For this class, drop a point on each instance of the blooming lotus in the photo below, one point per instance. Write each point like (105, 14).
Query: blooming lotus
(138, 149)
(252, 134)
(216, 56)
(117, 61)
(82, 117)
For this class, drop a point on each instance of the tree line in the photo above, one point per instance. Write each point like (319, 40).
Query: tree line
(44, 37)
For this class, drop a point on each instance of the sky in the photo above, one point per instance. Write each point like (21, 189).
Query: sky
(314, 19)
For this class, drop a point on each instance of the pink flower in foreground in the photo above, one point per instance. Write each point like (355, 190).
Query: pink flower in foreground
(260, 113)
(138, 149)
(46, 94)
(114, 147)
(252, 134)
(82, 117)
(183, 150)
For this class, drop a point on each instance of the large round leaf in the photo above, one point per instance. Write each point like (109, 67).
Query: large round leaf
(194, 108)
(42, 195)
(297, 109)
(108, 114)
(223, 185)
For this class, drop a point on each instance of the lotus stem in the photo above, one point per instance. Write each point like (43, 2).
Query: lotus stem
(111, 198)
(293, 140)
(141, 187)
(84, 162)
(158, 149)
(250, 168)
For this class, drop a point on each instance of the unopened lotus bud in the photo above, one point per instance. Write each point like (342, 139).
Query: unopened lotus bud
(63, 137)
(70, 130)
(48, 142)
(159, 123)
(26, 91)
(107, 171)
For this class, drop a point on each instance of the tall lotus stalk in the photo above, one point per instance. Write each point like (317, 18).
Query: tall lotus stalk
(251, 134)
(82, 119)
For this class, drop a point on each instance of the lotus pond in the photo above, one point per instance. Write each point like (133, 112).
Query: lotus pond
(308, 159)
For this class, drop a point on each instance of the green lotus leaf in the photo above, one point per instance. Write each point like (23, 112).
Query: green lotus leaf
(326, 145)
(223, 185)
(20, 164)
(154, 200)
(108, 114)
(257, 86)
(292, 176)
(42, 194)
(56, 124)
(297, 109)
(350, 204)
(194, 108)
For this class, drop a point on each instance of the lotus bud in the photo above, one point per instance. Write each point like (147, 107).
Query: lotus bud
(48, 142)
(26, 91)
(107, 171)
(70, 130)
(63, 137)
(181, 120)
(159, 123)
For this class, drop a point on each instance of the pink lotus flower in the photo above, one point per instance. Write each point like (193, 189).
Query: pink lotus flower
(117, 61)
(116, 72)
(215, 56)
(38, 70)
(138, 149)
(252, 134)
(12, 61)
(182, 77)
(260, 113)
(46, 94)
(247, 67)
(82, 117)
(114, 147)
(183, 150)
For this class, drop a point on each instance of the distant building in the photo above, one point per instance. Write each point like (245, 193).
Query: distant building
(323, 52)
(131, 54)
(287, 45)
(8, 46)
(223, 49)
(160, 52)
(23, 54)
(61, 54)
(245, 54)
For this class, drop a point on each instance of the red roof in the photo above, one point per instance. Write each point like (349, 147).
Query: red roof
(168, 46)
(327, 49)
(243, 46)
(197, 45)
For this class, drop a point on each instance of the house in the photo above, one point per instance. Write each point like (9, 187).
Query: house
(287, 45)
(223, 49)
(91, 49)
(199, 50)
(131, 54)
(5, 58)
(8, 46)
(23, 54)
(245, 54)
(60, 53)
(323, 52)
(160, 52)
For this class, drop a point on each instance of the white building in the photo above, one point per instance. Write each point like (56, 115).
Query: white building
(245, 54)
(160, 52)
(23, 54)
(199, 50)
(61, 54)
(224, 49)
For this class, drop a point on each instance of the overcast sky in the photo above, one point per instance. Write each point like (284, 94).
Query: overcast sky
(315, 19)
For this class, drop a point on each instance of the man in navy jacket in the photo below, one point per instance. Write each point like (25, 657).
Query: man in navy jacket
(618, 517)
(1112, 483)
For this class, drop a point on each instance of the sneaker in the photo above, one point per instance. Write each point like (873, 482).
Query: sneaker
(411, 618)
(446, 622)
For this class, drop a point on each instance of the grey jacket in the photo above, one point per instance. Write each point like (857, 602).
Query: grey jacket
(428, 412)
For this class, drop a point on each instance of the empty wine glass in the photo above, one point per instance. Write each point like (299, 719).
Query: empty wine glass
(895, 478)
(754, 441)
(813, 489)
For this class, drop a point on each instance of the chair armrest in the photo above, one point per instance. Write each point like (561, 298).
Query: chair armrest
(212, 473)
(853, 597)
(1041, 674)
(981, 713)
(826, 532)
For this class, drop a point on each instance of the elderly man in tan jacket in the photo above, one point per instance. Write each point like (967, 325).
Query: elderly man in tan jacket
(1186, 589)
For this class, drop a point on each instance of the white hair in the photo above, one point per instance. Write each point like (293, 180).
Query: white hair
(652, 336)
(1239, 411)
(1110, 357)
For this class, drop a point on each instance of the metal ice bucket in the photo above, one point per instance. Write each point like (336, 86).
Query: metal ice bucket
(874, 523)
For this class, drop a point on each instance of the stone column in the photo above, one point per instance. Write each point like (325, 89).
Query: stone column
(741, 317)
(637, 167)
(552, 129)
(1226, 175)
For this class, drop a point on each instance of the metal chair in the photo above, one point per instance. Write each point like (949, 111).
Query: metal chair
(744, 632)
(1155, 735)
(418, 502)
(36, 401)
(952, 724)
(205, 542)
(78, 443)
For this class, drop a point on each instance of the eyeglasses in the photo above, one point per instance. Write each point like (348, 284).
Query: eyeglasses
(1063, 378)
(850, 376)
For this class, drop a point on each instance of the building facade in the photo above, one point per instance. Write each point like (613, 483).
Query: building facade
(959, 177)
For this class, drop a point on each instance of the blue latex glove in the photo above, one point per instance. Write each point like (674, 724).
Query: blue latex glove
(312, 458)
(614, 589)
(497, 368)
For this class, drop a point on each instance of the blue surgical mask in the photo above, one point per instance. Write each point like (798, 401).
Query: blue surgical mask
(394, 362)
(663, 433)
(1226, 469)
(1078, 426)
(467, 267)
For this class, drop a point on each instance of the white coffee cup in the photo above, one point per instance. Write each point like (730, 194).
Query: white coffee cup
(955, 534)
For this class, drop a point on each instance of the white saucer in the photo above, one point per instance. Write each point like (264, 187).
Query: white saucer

########################################

TASK OBJECTIVE:
Your answer consists solely of the lines from the top of the records above through the line that contains "like (23, 112).", each echoed exactly.

SOLUTION FOR THIS PROBLEM:
For this class, drop a point on each instance of the blooming lotus in the photo below, one point per instance. Write each point like (105, 14).
Query: blooming lotus
(138, 149)
(252, 134)
(216, 56)
(117, 61)
(82, 117)
For this class, drop a point on each instance of the tree line in the photo above, one point per instance. Write each point like (319, 40).
Query: tree line
(44, 37)
For this class, drop a point on each instance of the sky in the photo above, one point per instance. Write each point like (21, 189).
Query: sky
(314, 19)
For this class, drop a point on each instance of the pink flower in foreground in the photo above, one point per instance. Write each point like (355, 190).
Query: pink flower in foreground
(260, 113)
(138, 149)
(46, 94)
(114, 147)
(252, 134)
(82, 117)
(183, 150)
For this class, drop a point on each instance of the large round leaf in the photo above, one point per instance. Write each point like (109, 67).
Query: large round leaf
(194, 108)
(42, 195)
(297, 109)
(108, 114)
(223, 185)
For this class, drop a point on each instance of the lotus stem in the photo above, one point per instance. Write each point like (43, 2).
Query: lotus stem
(111, 198)
(293, 140)
(141, 187)
(84, 162)
(158, 149)
(250, 168)
For this class, drop a point on each instance of the unopened lotus bud in the photo above, one point per instance. Write each point like (342, 139).
Query: unopened lotus bud
(63, 137)
(70, 130)
(48, 142)
(159, 123)
(26, 91)
(107, 171)
For this class, drop a point on each instance of the tall lotus stalk in the photo above, one point per instance. Write each point like (317, 18).
Query: tall lotus stalk
(251, 134)
(82, 119)
For this class, drop a point on each instance of the lotus pond in the photo above, one point per instance. Write each point like (133, 112).
Query: lotus pond
(308, 159)
For this class, drop a point on each instance of the green lotus leaf in the photo above, one point per instance. Write each point like (23, 112).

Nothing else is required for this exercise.